- DATA IN THIS EXERCISE
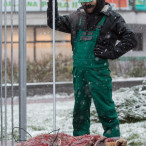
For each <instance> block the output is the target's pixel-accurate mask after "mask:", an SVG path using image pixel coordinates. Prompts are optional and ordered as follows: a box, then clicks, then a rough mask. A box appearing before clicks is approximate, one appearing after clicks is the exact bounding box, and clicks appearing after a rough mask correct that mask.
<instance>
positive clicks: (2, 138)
mask: <svg viewBox="0 0 146 146" xmlns="http://www.w3.org/2000/svg"><path fill="white" fill-rule="evenodd" d="M2 97H3V93H2V0H0V113H1V146H3V104H2V101H3V100H2V99H3V98H2Z"/></svg>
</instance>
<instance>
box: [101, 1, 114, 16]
mask: <svg viewBox="0 0 146 146" xmlns="http://www.w3.org/2000/svg"><path fill="white" fill-rule="evenodd" d="M111 10H112V6H111V5H110V4H109V3H106V4H105V6H104V7H103V9H102V10H101V12H100V13H103V14H105V15H107V16H109V15H110V11H111Z"/></svg>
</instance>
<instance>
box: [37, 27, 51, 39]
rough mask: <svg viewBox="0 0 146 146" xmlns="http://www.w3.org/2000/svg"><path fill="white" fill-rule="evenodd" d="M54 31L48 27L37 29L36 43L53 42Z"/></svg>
mask: <svg viewBox="0 0 146 146" xmlns="http://www.w3.org/2000/svg"><path fill="white" fill-rule="evenodd" d="M51 40H52V30H51V29H50V28H48V27H40V28H36V41H51Z"/></svg>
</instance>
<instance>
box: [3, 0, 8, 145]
mask: <svg viewBox="0 0 146 146" xmlns="http://www.w3.org/2000/svg"><path fill="white" fill-rule="evenodd" d="M4 11H5V12H4V27H5V30H4V31H5V32H4V38H5V41H4V42H5V43H4V46H5V146H7V1H6V0H5V1H4Z"/></svg>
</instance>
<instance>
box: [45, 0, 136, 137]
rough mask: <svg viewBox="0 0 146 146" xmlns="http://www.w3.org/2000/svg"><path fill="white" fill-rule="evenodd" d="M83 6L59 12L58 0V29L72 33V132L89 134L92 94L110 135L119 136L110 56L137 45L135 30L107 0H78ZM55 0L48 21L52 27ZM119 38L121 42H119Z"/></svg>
mask: <svg viewBox="0 0 146 146" xmlns="http://www.w3.org/2000/svg"><path fill="white" fill-rule="evenodd" d="M79 3H81V7H80V8H78V9H77V11H75V12H73V13H71V14H70V15H64V16H60V15H59V13H58V6H57V0H55V11H56V12H55V14H56V15H55V29H56V30H58V31H61V32H65V33H70V34H71V44H72V51H73V71H72V73H73V86H74V95H75V104H74V111H73V135H74V136H81V135H85V134H90V106H91V99H92V98H93V101H94V104H95V107H96V110H97V114H98V118H99V120H100V122H101V123H102V127H103V129H104V133H103V135H104V136H105V137H108V138H117V139H119V138H120V127H119V119H118V115H117V112H116V109H115V103H114V101H113V99H112V78H111V76H110V69H109V62H108V60H109V59H112V60H113V59H117V58H119V57H120V56H122V55H124V54H125V53H127V52H128V51H130V50H131V49H133V48H134V47H136V45H137V40H136V38H135V34H134V32H133V31H132V30H131V29H130V28H129V27H128V25H127V24H126V22H125V21H124V19H123V18H122V16H121V15H120V14H119V13H117V12H115V11H113V10H112V8H111V6H110V4H109V3H106V2H105V0H79ZM52 15H53V14H52V0H49V2H48V9H47V24H48V26H49V27H50V28H53V16H52ZM117 40H119V43H118V44H116V42H117Z"/></svg>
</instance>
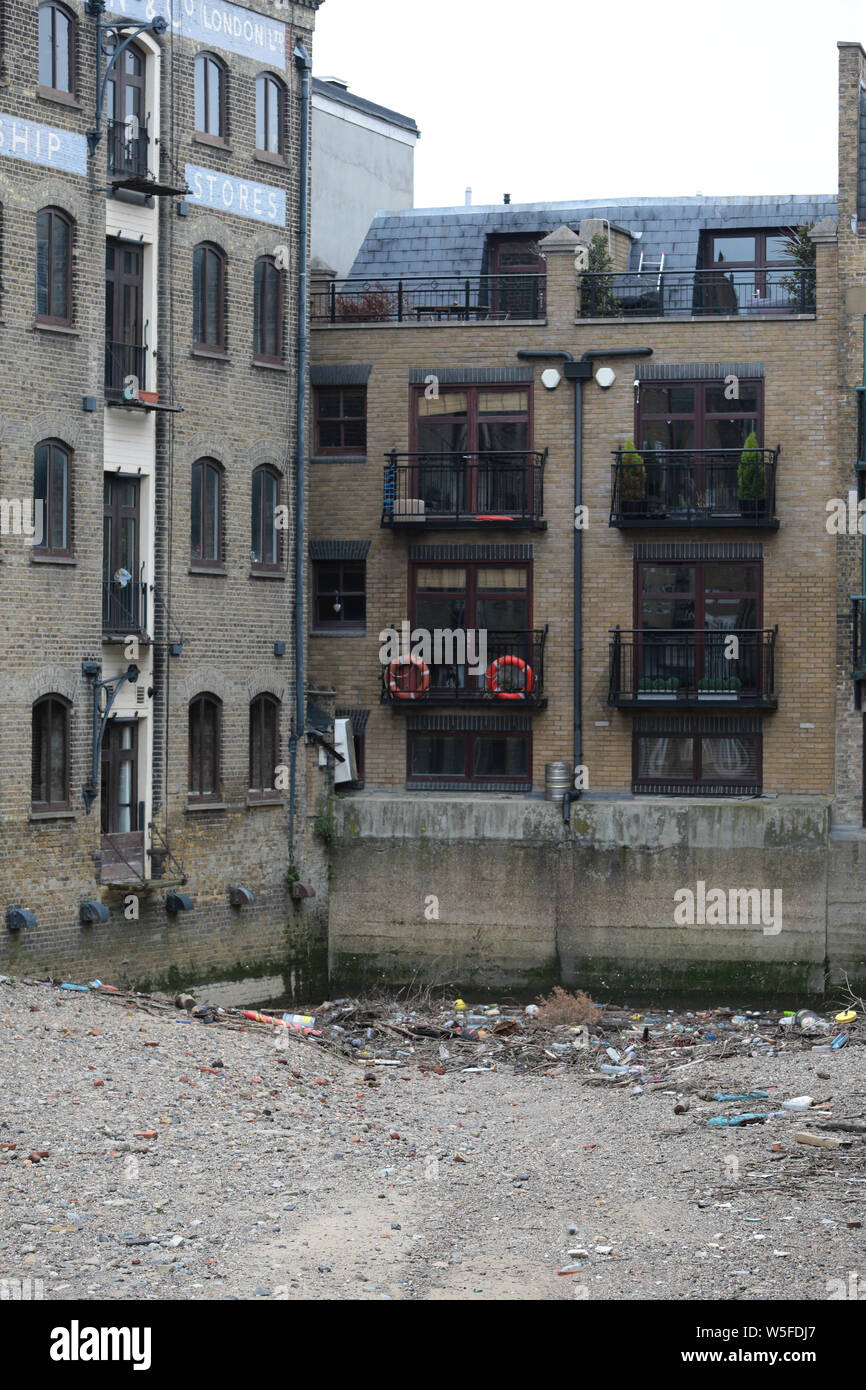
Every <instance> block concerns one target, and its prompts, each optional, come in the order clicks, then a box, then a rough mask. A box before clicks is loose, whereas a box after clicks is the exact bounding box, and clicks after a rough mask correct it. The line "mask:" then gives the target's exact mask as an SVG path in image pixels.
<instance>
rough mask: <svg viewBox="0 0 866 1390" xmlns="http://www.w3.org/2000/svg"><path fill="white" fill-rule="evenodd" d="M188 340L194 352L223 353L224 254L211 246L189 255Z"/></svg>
mask: <svg viewBox="0 0 866 1390" xmlns="http://www.w3.org/2000/svg"><path fill="white" fill-rule="evenodd" d="M192 336H193V343H195V346H196V347H206V349H210V350H211V352H225V254H224V253H222V250H221V249H220V247H218V246H214V245H213V243H211V242H202V245H200V246H196V249H195V250H193V253H192Z"/></svg>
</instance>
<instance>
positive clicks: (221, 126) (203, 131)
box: [193, 53, 227, 140]
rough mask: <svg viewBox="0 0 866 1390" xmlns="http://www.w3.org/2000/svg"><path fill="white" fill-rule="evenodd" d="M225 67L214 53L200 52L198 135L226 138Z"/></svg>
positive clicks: (226, 120) (195, 83)
mask: <svg viewBox="0 0 866 1390" xmlns="http://www.w3.org/2000/svg"><path fill="white" fill-rule="evenodd" d="M225 85H227V76H225V67H224V64H222V63H221V61H220V58H215V57H214V54H213V53H199V54H197V57H196V71H195V92H193V97H195V124H196V133H197V135H213V136H214V139H218V140H224V139H225V133H227V120H225Z"/></svg>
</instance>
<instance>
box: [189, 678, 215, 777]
mask: <svg viewBox="0 0 866 1390" xmlns="http://www.w3.org/2000/svg"><path fill="white" fill-rule="evenodd" d="M221 726H222V702H221V701H220V699H218V698H217V696H215V695H207V694H203V695H196V696H195V699H192V701H190V702H189V801H190V802H199V803H206V802H218V801H220V795H221V791H220V774H221V766H220V763H221V758H220V745H221V733H222V730H221Z"/></svg>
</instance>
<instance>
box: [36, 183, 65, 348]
mask: <svg viewBox="0 0 866 1390" xmlns="http://www.w3.org/2000/svg"><path fill="white" fill-rule="evenodd" d="M36 318H39V320H42V321H43V322H47V324H71V322H72V220H71V218H70V217H67V214H65V213H61V211H60V208H57V207H43V208H42V211H39V213H38V214H36Z"/></svg>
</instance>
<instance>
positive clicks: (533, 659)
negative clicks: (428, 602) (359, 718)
mask: <svg viewBox="0 0 866 1390" xmlns="http://www.w3.org/2000/svg"><path fill="white" fill-rule="evenodd" d="M414 632H416V635H414V637H413V648H411V652H413V653H414V655H413V657H411V659H406V657H398V659H396V660H393V662H389V663H386V664H384V667H382V696H381V698H382V702H385V703H392V705H395V706H406V708H411V706H417V705H475V703H478V702H482V701H487V702H489V703H491V705H493V706H498V708H499V709H502V710H505V709H516V708H520V706H521V705H539V703H542V701H544V685H545V664H544V663H545V641H546V637H548V628H546V627H544V628H523V630H509V631H505V630H502V631H493V630H491V628H480V630H471V628H468V630H467V628H455V630H453V631H450V630H438V628H434V630H432V631H431V632H430V634H428V639H430V649H428V651H424V649H423V648H421V646H420V645H418V641H420V639H418V637H417V630H414Z"/></svg>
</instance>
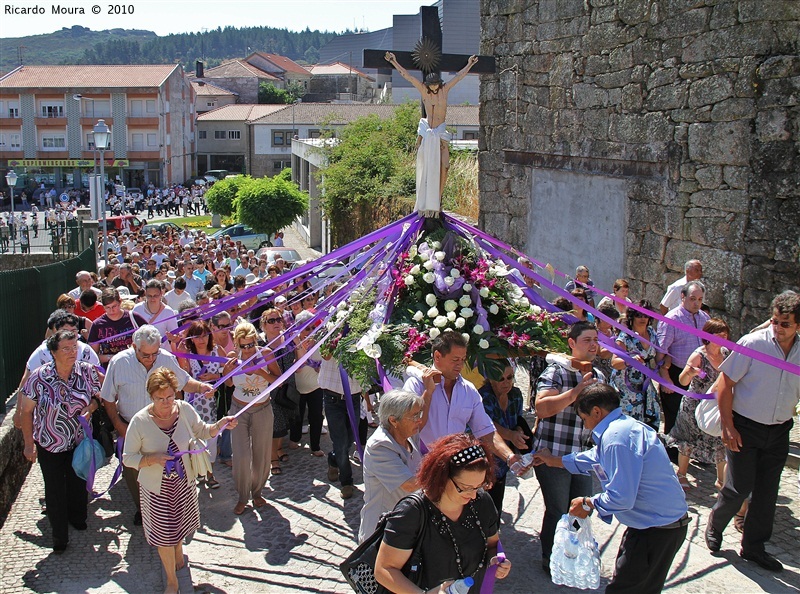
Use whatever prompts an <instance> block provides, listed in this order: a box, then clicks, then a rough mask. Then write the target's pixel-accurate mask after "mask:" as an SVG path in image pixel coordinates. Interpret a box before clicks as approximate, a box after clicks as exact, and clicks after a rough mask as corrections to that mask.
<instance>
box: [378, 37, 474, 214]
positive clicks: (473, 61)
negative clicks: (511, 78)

- TASK INSTRUCTIONS
A verbatim reproduction of each entry is expected, with every picture omitted.

- WRITTEN REPLY
For each <instance> block the output is the target's pixel-accurate mask after "mask:", an SVG path using image pixel coordinates. Prompts are optional and ordered as follows: a box, then clicks, then a rough mask. A box appearing before clicks is approximate, one appearing after clicks is the exact bounding box, and clicks appearing after a rough mask correct that mask.
<instance>
positive clicks: (2, 138)
mask: <svg viewBox="0 0 146 146" xmlns="http://www.w3.org/2000/svg"><path fill="white" fill-rule="evenodd" d="M2 97H3V93H2V0H0V113H1V146H3V104H2V101H3V100H2V99H3V98H2Z"/></svg>
</instance>
<instance>
box: [101, 1, 114, 16]
mask: <svg viewBox="0 0 146 146" xmlns="http://www.w3.org/2000/svg"><path fill="white" fill-rule="evenodd" d="M111 10H112V6H111V5H110V4H109V3H106V4H105V6H104V7H103V9H102V10H101V12H100V13H103V14H105V15H107V16H109V15H110V11H111Z"/></svg>
</instance>
<instance>
box: [37, 27, 51, 39]
rough mask: <svg viewBox="0 0 146 146" xmlns="http://www.w3.org/2000/svg"><path fill="white" fill-rule="evenodd" d="M54 31L48 27L37 29L36 43L53 42Z"/></svg>
mask: <svg viewBox="0 0 146 146" xmlns="http://www.w3.org/2000/svg"><path fill="white" fill-rule="evenodd" d="M51 40H52V30H51V29H50V28H48V27H40V28H36V41H51Z"/></svg>
</instance>
<instance>
box: [3, 0, 8, 145]
mask: <svg viewBox="0 0 146 146" xmlns="http://www.w3.org/2000/svg"><path fill="white" fill-rule="evenodd" d="M4 11H5V12H4V27H5V30H4V31H5V32H4V38H5V41H4V42H5V43H4V46H5V146H7V1H6V0H5V1H4Z"/></svg>
</instance>
<instance>
box: [45, 0, 136, 137]
rough mask: <svg viewBox="0 0 146 146" xmlns="http://www.w3.org/2000/svg"><path fill="white" fill-rule="evenodd" d="M83 6L59 12L58 0V29L72 33V132L89 134L92 94L110 135L119 136L110 56L137 45L135 30L107 0H78ZM55 0L48 21L52 27ZM119 38L121 42H119Z"/></svg>
mask: <svg viewBox="0 0 146 146" xmlns="http://www.w3.org/2000/svg"><path fill="white" fill-rule="evenodd" d="M79 3H81V7H80V8H78V9H77V11H75V12H73V13H71V14H70V15H64V16H60V15H59V13H58V6H57V0H55V11H56V12H55V14H56V15H55V29H56V30H58V31H61V32H65V33H70V34H71V44H72V51H73V71H72V73H73V86H74V95H75V104H74V111H73V135H74V136H81V135H85V134H90V106H91V99H92V98H93V101H94V104H95V107H96V110H97V114H98V118H99V120H100V122H101V123H102V127H103V129H104V133H103V135H104V136H105V137H108V138H117V139H119V138H120V127H119V119H118V115H117V112H116V109H115V103H114V101H113V99H112V78H111V76H110V69H109V62H108V60H109V59H112V60H113V59H117V58H119V57H120V56H122V55H124V54H125V53H127V52H128V51H130V50H131V49H133V48H134V47H136V45H137V40H136V38H135V34H134V32H133V31H132V30H131V29H130V28H129V27H128V25H127V24H126V22H125V21H124V19H123V18H122V16H121V15H120V14H119V13H117V12H115V11H113V10H112V8H111V6H110V4H109V3H106V2H105V0H79ZM52 15H53V14H52V0H49V2H48V9H47V24H48V26H49V27H50V28H53V16H52ZM117 40H119V43H118V44H116V42H117Z"/></svg>
</instance>
Every <instance> block concerns one target, and its prompts, each optional, come in the order clicks, then a box, then a rough mask. A box before clicks is loose, whereas a box after clicks is the exact bounding box, and clicks after a rough mask correct it. The line "mask:" then gives the target's exact mask as an SVG path in image pixels.
<instance>
rough mask: <svg viewBox="0 0 866 1390" xmlns="http://www.w3.org/2000/svg"><path fill="white" fill-rule="evenodd" d="M188 340L194 352L223 353L224 254L211 246L189 255Z"/></svg>
mask: <svg viewBox="0 0 866 1390" xmlns="http://www.w3.org/2000/svg"><path fill="white" fill-rule="evenodd" d="M192 336H193V343H195V346H196V347H206V349H210V350H211V352H225V254H224V253H222V250H221V249H220V247H218V246H214V245H213V243H211V242H202V245H200V246H196V249H195V250H193V253H192Z"/></svg>
</instance>
<instance>
positive clicks: (221, 126) (203, 131)
box: [193, 53, 227, 140]
rough mask: <svg viewBox="0 0 866 1390" xmlns="http://www.w3.org/2000/svg"><path fill="white" fill-rule="evenodd" d="M225 67L214 53L200 52L198 135L226 138Z"/></svg>
positive clicks: (226, 120) (195, 83)
mask: <svg viewBox="0 0 866 1390" xmlns="http://www.w3.org/2000/svg"><path fill="white" fill-rule="evenodd" d="M225 85H227V76H225V67H224V64H222V63H221V61H220V58H215V57H214V54H213V53H199V54H197V57H196V71H195V92H193V97H195V124H196V133H197V135H213V136H214V139H218V140H224V139H225V133H227V120H225Z"/></svg>
</instance>
<instance>
box: [189, 678, 215, 777]
mask: <svg viewBox="0 0 866 1390" xmlns="http://www.w3.org/2000/svg"><path fill="white" fill-rule="evenodd" d="M221 726H222V702H221V701H220V699H218V698H217V696H215V695H207V694H203V695H196V696H195V699H192V701H190V702H189V801H190V802H199V803H206V802H218V801H220V795H221V791H220V774H221V766H220V763H221V758H220V745H221V733H222V730H221Z"/></svg>
</instance>
<instance>
box: [36, 183, 65, 348]
mask: <svg viewBox="0 0 866 1390" xmlns="http://www.w3.org/2000/svg"><path fill="white" fill-rule="evenodd" d="M36 318H39V320H42V321H43V322H47V324H71V322H72V220H71V218H70V217H67V214H65V213H61V211H60V208H57V207H43V208H42V211H39V213H38V214H36Z"/></svg>
</instance>
<instance>
positive clicks: (533, 659)
negative clicks: (428, 602) (359, 718)
mask: <svg viewBox="0 0 866 1390" xmlns="http://www.w3.org/2000/svg"><path fill="white" fill-rule="evenodd" d="M414 632H416V635H414V637H413V648H411V652H413V653H414V655H413V657H411V659H406V657H398V659H396V660H393V662H389V663H386V664H384V667H382V696H381V698H382V702H385V703H392V705H395V706H406V708H411V706H417V705H475V703H478V702H482V701H487V702H489V703H491V705H493V706H498V708H499V709H502V710H505V709H516V708H520V706H521V705H539V703H542V701H544V685H545V664H544V663H545V641H546V637H548V628H546V627H544V628H523V630H509V631H505V630H502V631H493V630H491V628H480V630H471V628H468V630H467V628H455V630H453V631H450V630H438V628H434V630H432V631H431V632H430V634H428V639H430V649H428V651H424V649H423V648H421V646H420V645H418V641H420V639H418V637H417V630H414Z"/></svg>
</instance>
Use whatever prompts an <instance> block provides, listed in this order: a box, then clicks, then a rough mask. Then write the target's pixel-accurate mask after "mask:" as an SVG path in image pixel coordinates. Interpret a box before clicks as approximate, a box after clicks as exact, and clicks after a rough mask as corrections to that mask.
<instance>
box: [378, 37, 474, 214]
positive clicks: (473, 61)
negative clicks: (511, 78)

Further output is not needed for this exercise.